* **Exercise description**: Reproduce verbatim the lines of the records below, starting at the line that contains "[indicate] snowy slope" and ending at the final line of the records.

--- START OF Dataset ---

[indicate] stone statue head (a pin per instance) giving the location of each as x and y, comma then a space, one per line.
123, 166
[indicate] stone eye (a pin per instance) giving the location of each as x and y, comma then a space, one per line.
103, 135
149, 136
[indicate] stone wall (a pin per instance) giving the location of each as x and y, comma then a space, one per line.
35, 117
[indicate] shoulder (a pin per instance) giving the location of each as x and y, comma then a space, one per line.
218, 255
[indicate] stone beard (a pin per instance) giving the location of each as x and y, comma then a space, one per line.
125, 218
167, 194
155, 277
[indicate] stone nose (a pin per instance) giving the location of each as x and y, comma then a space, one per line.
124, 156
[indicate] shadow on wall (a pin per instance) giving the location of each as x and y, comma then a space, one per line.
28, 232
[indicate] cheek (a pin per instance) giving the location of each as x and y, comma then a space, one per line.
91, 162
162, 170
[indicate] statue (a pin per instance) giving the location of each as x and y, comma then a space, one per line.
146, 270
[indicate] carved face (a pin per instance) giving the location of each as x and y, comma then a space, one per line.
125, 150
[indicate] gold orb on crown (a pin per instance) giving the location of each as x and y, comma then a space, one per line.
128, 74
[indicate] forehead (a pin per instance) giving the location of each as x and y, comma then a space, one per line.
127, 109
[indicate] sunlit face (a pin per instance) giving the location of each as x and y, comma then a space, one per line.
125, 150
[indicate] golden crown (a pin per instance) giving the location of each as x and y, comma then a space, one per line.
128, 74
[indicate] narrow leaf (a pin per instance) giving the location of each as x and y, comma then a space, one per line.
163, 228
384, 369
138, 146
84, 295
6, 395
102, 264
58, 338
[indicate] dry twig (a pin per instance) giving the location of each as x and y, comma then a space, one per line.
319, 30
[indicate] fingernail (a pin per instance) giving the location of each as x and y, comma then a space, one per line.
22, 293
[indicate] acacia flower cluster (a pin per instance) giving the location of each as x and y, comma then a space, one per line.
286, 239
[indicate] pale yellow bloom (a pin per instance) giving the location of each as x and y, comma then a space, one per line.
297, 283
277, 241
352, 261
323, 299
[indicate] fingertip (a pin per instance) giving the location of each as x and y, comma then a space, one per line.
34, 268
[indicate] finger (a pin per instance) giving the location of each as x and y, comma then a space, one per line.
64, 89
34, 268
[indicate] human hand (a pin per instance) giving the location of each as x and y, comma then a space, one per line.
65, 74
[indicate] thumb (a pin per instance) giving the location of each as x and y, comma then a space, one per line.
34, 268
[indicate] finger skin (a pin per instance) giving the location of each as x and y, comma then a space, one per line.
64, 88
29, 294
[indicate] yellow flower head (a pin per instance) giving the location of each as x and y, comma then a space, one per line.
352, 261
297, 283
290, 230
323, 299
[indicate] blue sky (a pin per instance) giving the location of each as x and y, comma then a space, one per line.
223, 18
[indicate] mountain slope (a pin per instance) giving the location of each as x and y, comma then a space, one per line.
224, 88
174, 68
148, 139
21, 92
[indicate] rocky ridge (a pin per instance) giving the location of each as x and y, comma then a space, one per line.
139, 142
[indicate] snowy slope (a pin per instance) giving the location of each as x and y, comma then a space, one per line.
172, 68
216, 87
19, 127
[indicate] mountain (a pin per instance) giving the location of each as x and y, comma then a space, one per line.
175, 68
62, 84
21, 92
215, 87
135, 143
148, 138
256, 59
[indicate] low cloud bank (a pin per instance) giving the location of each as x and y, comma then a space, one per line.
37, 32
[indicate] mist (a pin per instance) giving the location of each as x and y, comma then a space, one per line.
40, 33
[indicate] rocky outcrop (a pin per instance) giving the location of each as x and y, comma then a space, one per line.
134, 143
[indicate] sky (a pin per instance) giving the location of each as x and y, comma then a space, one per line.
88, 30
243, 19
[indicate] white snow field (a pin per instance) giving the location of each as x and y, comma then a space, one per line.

--- END OF Dataset ---

* **Final answer**:
[indicate] snowy slope (a pin per instance) giving the location of each as x and y, comma then a space, one per line.
172, 68
216, 87
19, 127
[indicate] mountain (a pin per instance) giving the location of each as x and y, comma then a space, one per line.
175, 68
62, 84
21, 92
215, 87
135, 143
148, 138
256, 59
[indicate] low cloud bank (a pin per instance) giving the location of each as x and y, comma then a space, one per line.
37, 32
[indicate] mist (a pin per instance) giving the location of each as x and y, comma then a space, one per line.
40, 33
[indicate] rocky outcrop (a pin per instance) giving the location of each as x and y, comma then a space, one per line.
134, 143
[indicate] sky (a pin per instance) giving the location of each as x and y, comma then a space, one per line.
88, 30
243, 19
[indicate] white snow field (a pin per instance) giving the location of each as x and y, comma then a space, one per line.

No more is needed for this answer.